§ EXCERTO DO DOCUMENTO

Brito-Semedo, 15 Fev 10

 

Esquina Banco.jpeg

Foto Arquivo Histórico Nacional, Praia

 

 

Para os meninos da minha infância da Chã de Cemitério, periferia da cidade do Mindelo, ilha de S. Vicente – estou a falar dos anos sessenta – as pontinhas (esquinas ou pontas de esquina do nosso bairro) tiveram uma função importante de socialização, de iniciação na vida adulta e de transmissão de conhecimentos, sendo, portanto, suportes da nossa memória tanto colectiva como individual.

 

As nossas brincadeiras da infânica ou da meninência estavam praticamente circunscritas a dois grandes largos. Um era o Largo John Miller, que se estendia da estrada, situada entre os clubes de ténis do Castilho e do Mindelo, até à Praça da Salina (Praça Estrela). Do outro lado da estrada ficava o nosso largo, sem qualquer placa ou nome oficial, mas delimitado por duas importantes referências naturais: a pontinha de Nhô Fonse, num extremo, e a pontinha de Nha Teresa, noutro, com as nossas casas no espaço circundante.

 

Ao Largo John Miller íamos caçar pardais, aprender a andar de bicicleta, comprar bolachas na Padaria Jonas Wahnon e fazer recados e pequenas compras na Mercearia Lizardo, do Nhô Ventura. Contudo, era no nosso largo que passávamos a maior parte do tempo. Ali, durante o dia, jogávamos à bola, saltávamos ao eixo, fazíamos as guerras-de-cavalo e o jogo de corrida-a-pau, passávamos calaca[1] e andávamos à pancada e, à noite, reuníamo-nos para ouvir histórias contadas pelos mais velhos.

 

Era na ponta de esquina da Nha Teresa ou do Nhô Fonse, iluminada por um único poste público que dava uma luz amarelada e fraca, que, à noitinha, depois de comermos à pressa a nossa cachupa sepulkóde[2], nos reuníamos com os colegas e aprendíamos dos mais velhos, através das histórias do cinema, do maravilhoso e do fantástico. E tínhamos então gente boa a contar estórias, como Tchéta de Nhô Germano, Funhû de Nhô ‘Nton Bertôl, Lalela de Nha Liza e Lije de Nhô Fonse.

(Itens de marcação de regiões)
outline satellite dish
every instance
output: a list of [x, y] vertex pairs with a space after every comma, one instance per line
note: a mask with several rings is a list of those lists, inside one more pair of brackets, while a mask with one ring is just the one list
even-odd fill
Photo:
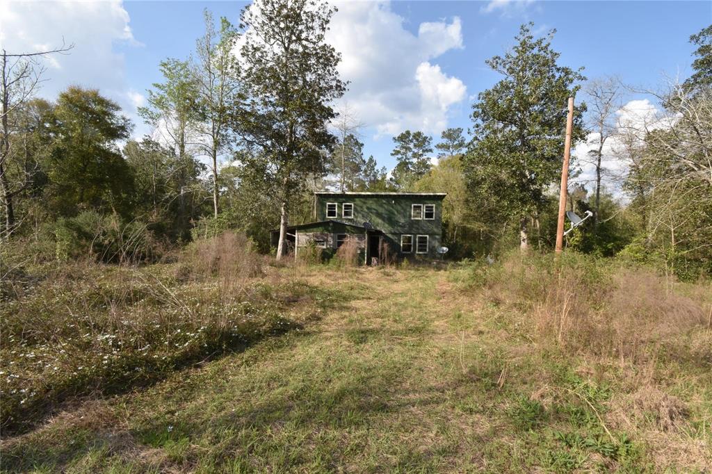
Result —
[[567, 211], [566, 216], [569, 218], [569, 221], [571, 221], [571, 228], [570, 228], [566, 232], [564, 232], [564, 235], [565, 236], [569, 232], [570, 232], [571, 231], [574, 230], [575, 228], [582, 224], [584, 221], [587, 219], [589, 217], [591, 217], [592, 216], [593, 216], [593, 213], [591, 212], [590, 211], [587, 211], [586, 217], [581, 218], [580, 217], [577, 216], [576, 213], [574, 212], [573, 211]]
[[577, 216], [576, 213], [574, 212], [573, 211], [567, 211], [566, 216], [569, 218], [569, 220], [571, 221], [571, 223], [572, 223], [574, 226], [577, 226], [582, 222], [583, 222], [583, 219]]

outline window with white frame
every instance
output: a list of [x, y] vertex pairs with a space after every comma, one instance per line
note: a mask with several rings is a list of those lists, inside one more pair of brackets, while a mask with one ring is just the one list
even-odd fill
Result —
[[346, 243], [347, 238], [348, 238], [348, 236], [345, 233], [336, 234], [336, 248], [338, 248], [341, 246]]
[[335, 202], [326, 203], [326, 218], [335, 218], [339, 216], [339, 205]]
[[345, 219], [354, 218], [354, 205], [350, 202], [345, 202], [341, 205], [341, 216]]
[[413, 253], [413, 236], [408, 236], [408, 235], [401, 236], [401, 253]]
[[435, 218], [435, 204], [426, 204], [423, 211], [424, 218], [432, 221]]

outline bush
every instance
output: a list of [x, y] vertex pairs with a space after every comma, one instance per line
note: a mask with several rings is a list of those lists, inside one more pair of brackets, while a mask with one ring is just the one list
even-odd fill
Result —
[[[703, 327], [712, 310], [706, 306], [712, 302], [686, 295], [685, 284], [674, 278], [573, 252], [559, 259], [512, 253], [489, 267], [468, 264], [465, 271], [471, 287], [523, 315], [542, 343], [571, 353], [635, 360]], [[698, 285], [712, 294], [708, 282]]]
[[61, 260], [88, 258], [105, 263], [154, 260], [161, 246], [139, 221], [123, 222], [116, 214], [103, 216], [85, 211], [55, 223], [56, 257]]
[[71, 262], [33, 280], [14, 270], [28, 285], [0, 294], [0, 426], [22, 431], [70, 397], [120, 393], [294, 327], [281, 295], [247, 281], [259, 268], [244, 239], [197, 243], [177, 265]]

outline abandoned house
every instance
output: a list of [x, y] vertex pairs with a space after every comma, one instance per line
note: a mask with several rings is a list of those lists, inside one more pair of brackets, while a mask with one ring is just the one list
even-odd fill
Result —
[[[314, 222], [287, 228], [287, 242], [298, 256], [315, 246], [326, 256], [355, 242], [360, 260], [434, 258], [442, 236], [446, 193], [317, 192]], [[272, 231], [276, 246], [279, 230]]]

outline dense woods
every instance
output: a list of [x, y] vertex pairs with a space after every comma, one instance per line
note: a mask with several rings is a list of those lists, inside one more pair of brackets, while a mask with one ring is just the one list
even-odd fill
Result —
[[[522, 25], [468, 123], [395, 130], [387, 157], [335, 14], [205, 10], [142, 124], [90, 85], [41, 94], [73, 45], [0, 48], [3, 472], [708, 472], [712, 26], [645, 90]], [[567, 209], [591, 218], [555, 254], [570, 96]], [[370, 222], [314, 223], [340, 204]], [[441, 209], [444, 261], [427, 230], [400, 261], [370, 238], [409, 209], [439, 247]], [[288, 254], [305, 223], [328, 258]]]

§ O QUE FAZER
**A.** Responde a estas perguntas sobre o excerto das pontinhas do Mindelo:
(i) Em que padaria se compravam bolachas?
(ii) Que duas pontinhas delimitavam o largo do bairro?
(iii) O que iluminava a ponta de esquina à noite?
**B.** Enumera todas as pessoas que o excerto das pontinhas do Mindelo aponta como boas contadoras de estórias.
**C.** Repete o trecho do excerto das pontinhas do Mindelo desde "Era na ponta" até "de Nhô Fonse.", inclusive.
Não é preciso usar o material para responder.

§ TAREFAS RESOLVIDAS
**A.**
(i) Na Padaria Jonas Wahnon.
(ii) A pontinha de Nhô Fonse e a pontinha de Nha Teresa.
(iii) Um único poste público, que dava uma luz amarelada e fraca.

**B.**
Tchéta de Nhô Germano
Funhû de Nhô ‘Nton Bertôl
Lalela de Nha Liza
Lije de Nhô Fonse

**C.**
Era na ponta de esquina da Nha Teresa ou do Nhô Fonse, iluminada por um único poste público que dava uma luz amarelada e fraca, que, à noitinha, depois de comermos à pressa a nossa cachupa sepulkóde[2], nos reuníamos com os colegas e aprendíamos dos mais velhos, através das histórias do cinema, do maravilhoso e do fantástico. E tínhamos então gente boa a contar estórias, como Tchéta de Nhô Germano, Funhû de Nhô ‘Nton Bertôl, Lalela de Nha Liza e Lije de Nhô Fonse.